_Exercise requirements_
Where a line of the material includes the string "napkin", copy that line.

_Data to use_
________
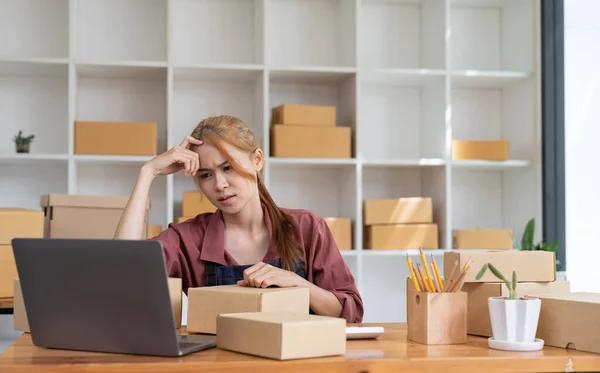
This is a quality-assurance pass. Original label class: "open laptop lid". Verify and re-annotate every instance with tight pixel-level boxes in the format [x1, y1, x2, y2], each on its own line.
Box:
[12, 238, 182, 357]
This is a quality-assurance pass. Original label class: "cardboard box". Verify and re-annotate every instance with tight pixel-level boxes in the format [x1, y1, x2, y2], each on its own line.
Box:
[323, 217, 352, 250]
[75, 121, 157, 156]
[407, 291, 467, 345]
[40, 194, 148, 239]
[147, 224, 163, 239]
[443, 251, 556, 283]
[14, 277, 183, 333]
[0, 209, 44, 298]
[453, 229, 513, 250]
[187, 285, 310, 334]
[451, 140, 509, 161]
[182, 191, 217, 217]
[461, 281, 571, 337]
[536, 293, 600, 354]
[270, 125, 351, 158]
[365, 224, 438, 250]
[272, 104, 336, 126]
[363, 198, 432, 225]
[217, 312, 346, 360]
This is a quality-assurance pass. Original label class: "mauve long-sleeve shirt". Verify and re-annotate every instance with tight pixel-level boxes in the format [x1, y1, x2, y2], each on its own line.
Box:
[150, 206, 364, 323]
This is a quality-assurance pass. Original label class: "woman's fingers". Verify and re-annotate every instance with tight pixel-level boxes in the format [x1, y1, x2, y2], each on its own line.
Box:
[243, 263, 270, 287]
[179, 135, 203, 149]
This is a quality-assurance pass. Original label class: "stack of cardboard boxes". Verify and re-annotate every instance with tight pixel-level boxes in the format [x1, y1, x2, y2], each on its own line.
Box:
[74, 121, 157, 156]
[270, 104, 352, 158]
[363, 197, 438, 250]
[451, 139, 509, 162]
[322, 217, 352, 251]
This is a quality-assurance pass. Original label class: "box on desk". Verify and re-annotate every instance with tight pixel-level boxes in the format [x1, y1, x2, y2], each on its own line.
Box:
[407, 290, 467, 345]
[462, 281, 571, 337]
[365, 224, 438, 250]
[452, 229, 513, 250]
[75, 121, 157, 156]
[40, 194, 148, 239]
[0, 209, 44, 298]
[323, 217, 352, 250]
[451, 140, 509, 161]
[187, 285, 310, 334]
[443, 251, 556, 283]
[272, 104, 336, 126]
[270, 125, 351, 158]
[217, 312, 346, 360]
[363, 197, 432, 225]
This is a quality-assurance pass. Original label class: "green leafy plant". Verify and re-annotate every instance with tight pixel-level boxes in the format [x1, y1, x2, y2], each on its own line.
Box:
[476, 263, 517, 300]
[512, 217, 562, 270]
[13, 130, 35, 145]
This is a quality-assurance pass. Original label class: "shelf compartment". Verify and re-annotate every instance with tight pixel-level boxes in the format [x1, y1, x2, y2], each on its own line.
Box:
[171, 0, 264, 65]
[359, 75, 445, 160]
[172, 67, 264, 148]
[450, 0, 534, 72]
[0, 162, 68, 210]
[75, 64, 168, 154]
[360, 0, 445, 69]
[0, 0, 69, 59]
[361, 255, 410, 322]
[266, 0, 356, 67]
[362, 166, 447, 249]
[0, 61, 69, 155]
[75, 162, 167, 227]
[77, 0, 167, 62]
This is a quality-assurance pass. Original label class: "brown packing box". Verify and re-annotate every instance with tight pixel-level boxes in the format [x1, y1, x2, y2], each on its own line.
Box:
[462, 281, 571, 337]
[363, 198, 432, 225]
[365, 224, 438, 250]
[40, 194, 148, 239]
[187, 285, 310, 335]
[147, 224, 163, 239]
[182, 191, 217, 217]
[74, 121, 157, 156]
[272, 104, 336, 126]
[323, 217, 352, 250]
[0, 209, 44, 297]
[453, 229, 513, 250]
[451, 140, 509, 161]
[217, 312, 346, 360]
[270, 125, 351, 158]
[14, 277, 183, 333]
[535, 293, 600, 354]
[443, 251, 556, 283]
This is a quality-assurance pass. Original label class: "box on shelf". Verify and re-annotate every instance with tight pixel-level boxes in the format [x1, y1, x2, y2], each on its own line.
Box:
[536, 293, 600, 354]
[182, 191, 217, 217]
[363, 198, 432, 225]
[216, 312, 346, 360]
[187, 285, 310, 334]
[272, 104, 336, 127]
[323, 217, 352, 250]
[451, 140, 509, 161]
[452, 229, 513, 250]
[40, 194, 148, 239]
[13, 277, 183, 333]
[407, 291, 467, 345]
[0, 209, 44, 298]
[74, 121, 157, 156]
[462, 281, 571, 337]
[270, 125, 351, 158]
[147, 224, 163, 239]
[365, 224, 438, 250]
[443, 251, 556, 283]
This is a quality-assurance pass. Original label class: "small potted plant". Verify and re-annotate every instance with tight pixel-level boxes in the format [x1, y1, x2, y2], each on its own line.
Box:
[513, 217, 562, 271]
[475, 263, 544, 351]
[13, 130, 35, 153]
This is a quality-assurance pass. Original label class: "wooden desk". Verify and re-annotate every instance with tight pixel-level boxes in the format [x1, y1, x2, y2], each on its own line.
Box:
[1, 323, 599, 372]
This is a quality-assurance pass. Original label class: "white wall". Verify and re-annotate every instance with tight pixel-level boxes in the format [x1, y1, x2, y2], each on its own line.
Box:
[564, 0, 600, 291]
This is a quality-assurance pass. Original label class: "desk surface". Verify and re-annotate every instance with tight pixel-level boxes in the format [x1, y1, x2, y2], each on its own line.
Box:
[1, 323, 599, 373]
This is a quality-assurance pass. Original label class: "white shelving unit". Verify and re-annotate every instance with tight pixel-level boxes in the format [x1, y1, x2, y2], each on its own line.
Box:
[0, 0, 542, 323]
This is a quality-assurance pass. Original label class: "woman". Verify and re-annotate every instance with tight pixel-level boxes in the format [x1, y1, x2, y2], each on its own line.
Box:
[114, 115, 363, 323]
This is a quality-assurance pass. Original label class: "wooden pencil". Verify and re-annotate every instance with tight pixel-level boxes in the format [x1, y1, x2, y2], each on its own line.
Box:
[444, 259, 459, 292]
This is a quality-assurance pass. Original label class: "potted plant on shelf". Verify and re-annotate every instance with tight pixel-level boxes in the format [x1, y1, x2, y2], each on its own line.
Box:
[13, 130, 35, 153]
[512, 217, 562, 271]
[475, 262, 544, 351]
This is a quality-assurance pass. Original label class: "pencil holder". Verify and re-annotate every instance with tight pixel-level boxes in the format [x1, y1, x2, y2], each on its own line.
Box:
[407, 291, 468, 345]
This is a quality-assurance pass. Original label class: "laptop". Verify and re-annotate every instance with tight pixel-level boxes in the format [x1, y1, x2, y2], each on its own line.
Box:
[11, 238, 216, 357]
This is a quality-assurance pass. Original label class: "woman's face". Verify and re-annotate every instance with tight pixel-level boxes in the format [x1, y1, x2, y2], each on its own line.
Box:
[193, 142, 263, 214]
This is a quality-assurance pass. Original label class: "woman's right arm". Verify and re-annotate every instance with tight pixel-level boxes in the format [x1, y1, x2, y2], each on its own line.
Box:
[113, 136, 203, 240]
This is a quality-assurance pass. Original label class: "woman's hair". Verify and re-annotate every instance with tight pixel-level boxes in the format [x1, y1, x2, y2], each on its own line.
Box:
[190, 115, 302, 272]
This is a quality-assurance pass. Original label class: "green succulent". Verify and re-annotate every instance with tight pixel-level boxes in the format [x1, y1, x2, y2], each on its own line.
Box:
[476, 263, 517, 300]
[13, 130, 35, 145]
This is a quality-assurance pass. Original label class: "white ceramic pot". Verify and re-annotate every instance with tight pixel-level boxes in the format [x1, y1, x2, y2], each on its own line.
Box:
[488, 296, 541, 343]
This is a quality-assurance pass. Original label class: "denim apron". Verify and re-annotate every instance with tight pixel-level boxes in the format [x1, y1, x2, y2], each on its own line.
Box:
[205, 258, 306, 286]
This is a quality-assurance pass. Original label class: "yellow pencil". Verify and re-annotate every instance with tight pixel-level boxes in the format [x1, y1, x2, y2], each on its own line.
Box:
[417, 264, 431, 292]
[406, 254, 421, 291]
[419, 249, 436, 292]
[431, 255, 445, 292]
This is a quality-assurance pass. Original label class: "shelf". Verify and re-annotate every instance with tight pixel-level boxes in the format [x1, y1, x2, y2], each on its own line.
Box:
[0, 154, 69, 164]
[77, 0, 167, 62]
[268, 158, 357, 167]
[269, 68, 356, 84]
[360, 0, 445, 69]
[362, 159, 446, 167]
[171, 0, 263, 65]
[173, 66, 262, 83]
[74, 155, 154, 165]
[75, 62, 167, 79]
[361, 69, 445, 85]
[0, 0, 69, 59]
[450, 159, 532, 170]
[450, 70, 532, 88]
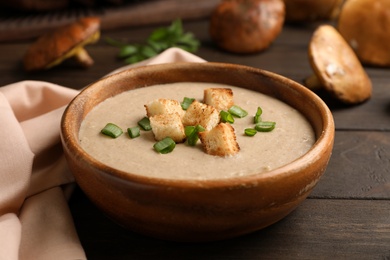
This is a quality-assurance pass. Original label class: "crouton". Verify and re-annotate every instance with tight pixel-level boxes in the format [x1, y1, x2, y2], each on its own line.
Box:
[182, 100, 220, 130]
[204, 88, 234, 111]
[149, 113, 186, 143]
[145, 98, 185, 118]
[198, 123, 240, 156]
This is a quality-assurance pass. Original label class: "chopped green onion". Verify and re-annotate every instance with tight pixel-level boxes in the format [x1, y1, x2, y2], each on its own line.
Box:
[101, 123, 123, 138]
[153, 137, 176, 154]
[127, 126, 140, 138]
[106, 19, 200, 65]
[254, 106, 263, 123]
[185, 125, 205, 146]
[244, 128, 257, 136]
[138, 117, 152, 131]
[187, 132, 198, 146]
[181, 97, 195, 110]
[220, 110, 234, 123]
[196, 125, 205, 132]
[118, 45, 138, 58]
[185, 125, 195, 136]
[255, 121, 276, 132]
[228, 105, 248, 118]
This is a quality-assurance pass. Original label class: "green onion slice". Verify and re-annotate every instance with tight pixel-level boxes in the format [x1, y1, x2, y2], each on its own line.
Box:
[244, 128, 257, 136]
[185, 125, 205, 146]
[127, 126, 140, 138]
[196, 125, 205, 132]
[228, 105, 248, 118]
[255, 121, 276, 132]
[220, 110, 234, 123]
[181, 97, 195, 110]
[101, 123, 123, 138]
[185, 125, 195, 137]
[153, 137, 176, 154]
[138, 117, 152, 131]
[254, 106, 263, 123]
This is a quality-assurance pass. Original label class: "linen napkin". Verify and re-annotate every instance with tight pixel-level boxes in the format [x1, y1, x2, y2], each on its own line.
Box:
[0, 47, 205, 260]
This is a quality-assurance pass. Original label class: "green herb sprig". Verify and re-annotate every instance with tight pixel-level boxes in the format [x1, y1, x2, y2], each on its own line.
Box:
[106, 19, 200, 64]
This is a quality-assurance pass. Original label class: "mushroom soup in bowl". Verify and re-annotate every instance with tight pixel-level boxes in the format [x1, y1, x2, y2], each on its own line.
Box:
[79, 82, 315, 180]
[61, 62, 334, 242]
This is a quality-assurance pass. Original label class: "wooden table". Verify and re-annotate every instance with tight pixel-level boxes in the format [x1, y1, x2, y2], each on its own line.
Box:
[1, 18, 389, 259]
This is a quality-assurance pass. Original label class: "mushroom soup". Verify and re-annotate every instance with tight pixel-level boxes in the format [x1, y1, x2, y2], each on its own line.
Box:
[79, 82, 315, 180]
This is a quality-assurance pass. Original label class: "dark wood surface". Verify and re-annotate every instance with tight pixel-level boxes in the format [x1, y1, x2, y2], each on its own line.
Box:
[1, 17, 390, 259]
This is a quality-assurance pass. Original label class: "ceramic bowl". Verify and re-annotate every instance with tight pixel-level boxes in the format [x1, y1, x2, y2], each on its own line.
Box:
[61, 62, 334, 242]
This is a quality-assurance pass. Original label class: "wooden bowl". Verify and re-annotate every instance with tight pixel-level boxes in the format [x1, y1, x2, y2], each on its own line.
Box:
[61, 62, 334, 242]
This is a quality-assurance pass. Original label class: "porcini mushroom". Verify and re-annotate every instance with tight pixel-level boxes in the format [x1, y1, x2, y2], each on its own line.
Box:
[209, 0, 285, 54]
[338, 0, 390, 67]
[306, 25, 372, 104]
[283, 0, 344, 23]
[23, 17, 100, 71]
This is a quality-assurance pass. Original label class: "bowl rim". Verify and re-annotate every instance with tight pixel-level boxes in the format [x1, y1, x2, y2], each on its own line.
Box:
[61, 62, 335, 189]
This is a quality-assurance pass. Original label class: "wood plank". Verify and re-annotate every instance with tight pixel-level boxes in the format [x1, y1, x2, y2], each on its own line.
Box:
[101, 0, 220, 30]
[69, 188, 390, 259]
[311, 131, 390, 199]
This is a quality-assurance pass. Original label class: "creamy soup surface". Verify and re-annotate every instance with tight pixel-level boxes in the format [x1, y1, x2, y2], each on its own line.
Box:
[79, 83, 315, 180]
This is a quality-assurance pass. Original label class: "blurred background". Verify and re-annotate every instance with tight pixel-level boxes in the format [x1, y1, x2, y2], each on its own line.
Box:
[0, 0, 220, 42]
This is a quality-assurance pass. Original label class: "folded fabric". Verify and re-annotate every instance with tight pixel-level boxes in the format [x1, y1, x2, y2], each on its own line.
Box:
[0, 47, 205, 260]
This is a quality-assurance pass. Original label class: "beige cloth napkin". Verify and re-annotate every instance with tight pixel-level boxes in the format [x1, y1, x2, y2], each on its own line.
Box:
[0, 47, 205, 260]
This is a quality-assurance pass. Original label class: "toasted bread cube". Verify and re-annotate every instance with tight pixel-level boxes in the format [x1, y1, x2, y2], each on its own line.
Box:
[204, 88, 234, 111]
[145, 98, 185, 118]
[198, 123, 240, 156]
[149, 113, 186, 143]
[182, 100, 220, 130]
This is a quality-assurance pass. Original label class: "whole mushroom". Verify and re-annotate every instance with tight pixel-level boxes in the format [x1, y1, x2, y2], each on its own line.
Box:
[306, 25, 372, 104]
[338, 0, 390, 67]
[209, 0, 285, 54]
[283, 0, 344, 23]
[23, 17, 100, 72]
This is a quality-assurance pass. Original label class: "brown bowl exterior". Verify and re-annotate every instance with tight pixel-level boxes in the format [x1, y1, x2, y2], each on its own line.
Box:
[61, 62, 334, 242]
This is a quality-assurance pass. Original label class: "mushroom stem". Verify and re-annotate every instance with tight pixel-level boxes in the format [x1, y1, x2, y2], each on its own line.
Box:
[304, 74, 323, 90]
[74, 47, 94, 68]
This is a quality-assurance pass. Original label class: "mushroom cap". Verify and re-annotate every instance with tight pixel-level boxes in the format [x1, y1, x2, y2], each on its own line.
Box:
[338, 0, 390, 67]
[209, 0, 285, 54]
[308, 25, 372, 104]
[23, 17, 100, 71]
[283, 0, 344, 22]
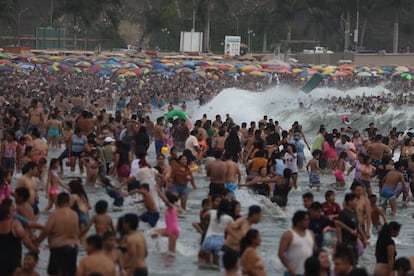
________
_Response to this exercise_
This is a quality-assurance pass. Original label class: "linen napkin". Verify and re-annotate every instance with tight pixel-level boxes in the format [x1, y1, x2, y2], each on its own line.
This is a quality-assurance pass. Original label class: "beige cloth napkin". Verify and re-annotate every instance with tight pixel-level boxes in the format [x1, y1, x2, y2], each on its own line.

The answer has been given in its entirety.